## Consigna:
Retoma el texto sobre el libro de Orlando Figes acerca de la vida bajo Stalin y sigue escribiéndolo a partir de su última frase.

## Fragmento del documento:
Escultura de Stalin con los ojos vendados. Gerd Ludwig

Gerd Ludwig/Corbis

 

 

Me aferro a la esperanza de que el proletariado, el Komsomol de Lenin y el Partido de Lenin y de Stalin ocuparán el lugar de mi padre, cuidando de mí como su verdadera hija y ayudándome a encontrar mi camino en la vida”. Anna Krivko escribía estas palabras en una desesperada carta a uno de los dirigentes de su sóviet. Su padre y su tío habían sido detenidos y, como consecuencia, la joven de 18 años había sido expulsada de la universidad y de la organización juvenil comunista. No podía mantener a su familia, su madre, su abuela y su hermana recién nacida, porque como elemento ajeno al Partido y al pueblo no podía encontrar ningún trabajo. En la misiva renegaba de su padre del que se sentía avergonzada porque formaba parte de la canalla antisoviética que le habían enseñado a odiar “sin compasión ni excepciones”. Esta historia es una de las tantas que vivieron millones de personas bajo el estalinismo. Una cuestión surge instantáneamente al encontrarse ante estas amargas narraciones: ¿cómo fue la vida cotidiana en la Unión Soviética bajo el terror constante que acechaba en cualquier esquina? ¿Cómo se logró sobrellevar el día a día en un régimen totalitario de las dimensiones desarrolladas en la época de Stalin?

       A responder a esta oscura y problemática pregunta dedica su último libro el acreditado historiador Orlando Figes (Londres, 1959). Figes, que es actualmente profesor de historia en el Birkbeck College de la Universidad de Londres, colabora como crítico en publicaciones como The New York Times, Book Review o Times Literary Supplement. Su éxito editorial se debe en gran medida a la conjunción de una cuidada prosa y el mayor rigor académico. Su carrera bibliográfica e investigadora, centrada en explicar la Revolución Rusa y sus trágicas consecuencias, está nutrida de alabanzas constantes a su labor, lo que le ha valido el reconocimiento indiscutible como uno de los más importantes historiadores de la Rusia contemporánea. Cada capítulo de sus obras aúna un conocimiento enciclopédico, una honda mirada histórica y una presentación de los temas sugerente, lo que hace que los lectores se sumerjan en debates complejos sin entorpecer por ello la lectura con disquisiciones excesivamente técnicas. Aunque tampoco caeremos en el tópico de decir que sus libros se leen como novelas, porque eso nunca será cierto y los lugares comunes están para no transitarlos.

## Datos proporcionados:
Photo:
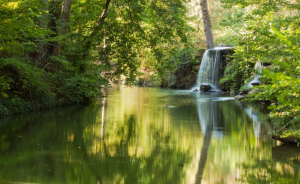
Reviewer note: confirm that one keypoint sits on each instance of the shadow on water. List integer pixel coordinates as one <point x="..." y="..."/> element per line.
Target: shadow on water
<point x="71" y="145"/>
<point x="145" y="135"/>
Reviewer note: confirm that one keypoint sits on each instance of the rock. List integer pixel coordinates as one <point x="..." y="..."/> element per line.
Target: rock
<point x="255" y="83"/>
<point x="239" y="97"/>
<point x="253" y="91"/>
<point x="205" y="87"/>
<point x="245" y="91"/>
<point x="266" y="63"/>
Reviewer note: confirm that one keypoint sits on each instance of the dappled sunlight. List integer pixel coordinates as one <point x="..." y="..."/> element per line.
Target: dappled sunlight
<point x="132" y="136"/>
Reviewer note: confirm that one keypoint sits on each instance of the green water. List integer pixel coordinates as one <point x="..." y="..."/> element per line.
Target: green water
<point x="146" y="135"/>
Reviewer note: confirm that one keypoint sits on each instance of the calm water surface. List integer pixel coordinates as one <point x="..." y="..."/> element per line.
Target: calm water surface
<point x="146" y="135"/>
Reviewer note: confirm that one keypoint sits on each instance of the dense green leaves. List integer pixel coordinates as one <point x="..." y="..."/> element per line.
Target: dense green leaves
<point x="51" y="57"/>
<point x="268" y="31"/>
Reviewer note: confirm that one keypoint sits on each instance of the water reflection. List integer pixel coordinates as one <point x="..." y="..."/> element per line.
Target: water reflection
<point x="142" y="135"/>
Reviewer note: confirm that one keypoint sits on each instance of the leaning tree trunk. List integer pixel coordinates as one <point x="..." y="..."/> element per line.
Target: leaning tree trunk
<point x="64" y="21"/>
<point x="207" y="25"/>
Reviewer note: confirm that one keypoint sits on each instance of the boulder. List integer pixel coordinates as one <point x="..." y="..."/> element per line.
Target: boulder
<point x="253" y="91"/>
<point x="205" y="87"/>
<point x="255" y="83"/>
<point x="245" y="91"/>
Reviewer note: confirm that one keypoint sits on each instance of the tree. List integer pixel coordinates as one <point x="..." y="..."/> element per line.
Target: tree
<point x="207" y="25"/>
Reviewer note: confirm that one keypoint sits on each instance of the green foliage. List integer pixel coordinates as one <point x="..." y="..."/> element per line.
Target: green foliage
<point x="269" y="32"/>
<point x="48" y="60"/>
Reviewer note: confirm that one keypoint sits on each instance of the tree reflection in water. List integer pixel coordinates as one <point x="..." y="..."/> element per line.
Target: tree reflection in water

## Resultado obtenido:
       Con The Whisperers: private life in Stalin´s Russia (Los que susurran. La represión en la Rusia de Stalin, Edhasa, Barcelona, 2009), el historiador británico acaba de marcar otro hito en su fructífera trayectoria historiográfica. Ya había demostrado su interés por la vida en la Unión Soviética con Peasant Russia, Civil War: The Volga Countryside in Revolution, 1917-21 (1989 – no traducido al español), donde trataba de explicar, gracias a la consulta de archivos locales hasta entonces vedados a los investigadores occidentales, cómo el triunfo de la revolución se basó en una serie de transformaciones interrelacionadas que se produjeron en el mundo rural ruso durante los primeros años del dominio bolchevique. Pero no sería hasta la publicación de la multipremiada People’s Tragedy: Russian Revolution 1891-1924 (1996 – edición española: La Revolución Rusa, 1891-1924: la tragedia de un pueblo, Edhasa, Barcelona, 2000), juzgada como una de las mejores obras escritas nunca sobre la Revolución, cuando Figes diese el salto definitivo al reconocimiento más allá de la comunidad académica. Tras el éxito llegó un libro magnífico, aunque siempre se suele olvidar en las reseñas por ser el más académico, Interpreting the Russian Revolution: The Language and Symbols of 1917 (1999 – edición española: Interpretar la revolución rusa: el lenguaje y los símbolos de 1917, Biblioteca Nueva, Madrid, 2001), escrito junto a Boris Kolonitskii, en el que se intentaban analizar los cambios que se desencadenaron en palabras y símbolos durante la lucha política que se desarrolló entorno al 17 ruso. Y finalmente publicaba Natasha’s Dance: A Cultural History of Russia (2002 – edición española: El baile de Natacha: una historia cultural rusa, Edhasa, Barcelona, 2006), un rico texto donde abandona el período revolucionario para ensayar una interpretación arriesgada de la historia cultural rusa a lo largo de los últimos siglos.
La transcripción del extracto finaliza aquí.